## Challenge
Multiply each answer x and y coordinate by 1.9 and round to the nearest whole number, rounding halves up. Reproduce every line of the listing, starting with its first line and going on through the line with "x=359, y=912", and leave all other text and numbers, including the sample coordinates in the format notes, unchanged.

## Supplied data
* * * * * * * * *

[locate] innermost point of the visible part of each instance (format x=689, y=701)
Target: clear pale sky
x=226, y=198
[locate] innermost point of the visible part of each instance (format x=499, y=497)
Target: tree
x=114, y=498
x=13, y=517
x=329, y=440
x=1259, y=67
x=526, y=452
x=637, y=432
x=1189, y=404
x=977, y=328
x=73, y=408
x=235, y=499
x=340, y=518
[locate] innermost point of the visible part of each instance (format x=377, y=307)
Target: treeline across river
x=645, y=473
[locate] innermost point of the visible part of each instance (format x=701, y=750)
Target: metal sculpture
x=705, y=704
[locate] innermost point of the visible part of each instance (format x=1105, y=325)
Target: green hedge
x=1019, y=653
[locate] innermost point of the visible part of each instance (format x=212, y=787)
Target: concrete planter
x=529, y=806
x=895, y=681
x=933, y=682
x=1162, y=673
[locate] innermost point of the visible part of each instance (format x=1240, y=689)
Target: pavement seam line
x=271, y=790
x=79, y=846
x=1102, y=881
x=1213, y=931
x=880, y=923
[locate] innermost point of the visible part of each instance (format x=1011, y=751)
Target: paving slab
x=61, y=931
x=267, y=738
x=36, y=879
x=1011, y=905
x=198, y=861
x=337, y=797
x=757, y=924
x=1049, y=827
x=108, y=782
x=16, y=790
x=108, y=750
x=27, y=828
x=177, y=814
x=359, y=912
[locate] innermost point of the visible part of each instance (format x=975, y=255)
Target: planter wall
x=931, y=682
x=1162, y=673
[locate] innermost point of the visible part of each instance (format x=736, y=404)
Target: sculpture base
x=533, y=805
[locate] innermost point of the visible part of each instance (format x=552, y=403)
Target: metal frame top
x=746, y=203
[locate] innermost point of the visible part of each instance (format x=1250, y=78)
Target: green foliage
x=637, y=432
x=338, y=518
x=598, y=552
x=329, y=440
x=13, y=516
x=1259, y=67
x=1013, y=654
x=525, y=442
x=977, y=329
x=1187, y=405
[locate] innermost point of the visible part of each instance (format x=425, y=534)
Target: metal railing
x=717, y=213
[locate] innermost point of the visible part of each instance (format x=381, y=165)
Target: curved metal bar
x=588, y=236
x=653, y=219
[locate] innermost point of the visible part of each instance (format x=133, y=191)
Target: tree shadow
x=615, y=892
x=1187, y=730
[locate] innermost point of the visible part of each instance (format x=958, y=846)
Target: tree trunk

* * * * * * * * *

## Result of the exercise
[locate] innermost point of the visible part of each instance (format x=689, y=701)
Target: clear pale sky
x=429, y=376
[locate] innermost point of the visible part of each instance (format x=499, y=497)
Target: tree
x=217, y=946
x=25, y=982
x=625, y=836
x=2392, y=127
x=999, y=859
x=1210, y=821
x=2259, y=768
x=1856, y=623
x=139, y=775
x=447, y=948
x=646, y=984
[locate] innermost point of the visible part of each instance (format x=377, y=307)
Target: treeline across river
x=1226, y=899
[locate] innermost point of the visible part of each instance (format x=701, y=750)
Target: metal sculpture
x=1340, y=1338
[locate] innermost point of the visible part of each instance (format x=1105, y=325)
Target: green hedge
x=1936, y=1241
[locate] innermost point of the visible part of each instance (format x=212, y=787)
Target: concrete planter
x=1005, y=1531
x=1701, y=1294
x=1773, y=1296
x=2208, y=1279
[locate] innermost point of the visible part of each instance (format x=1240, y=689)
Target: pavement seam line
x=515, y=1501
x=150, y=1607
x=2094, y=1674
x=2305, y=1769
x=1672, y=1754
[locate] innermost point of the visible part of each instance (format x=1011, y=751)
Target: paving slab
x=116, y=1769
x=507, y=1402
x=68, y=1670
x=1921, y=1720
x=376, y=1636
x=640, y=1514
x=1438, y=1756
x=1993, y=1571
x=205, y=1486
x=30, y=1501
x=205, y=1425
x=51, y=1573
x=336, y=1547
x=682, y=1733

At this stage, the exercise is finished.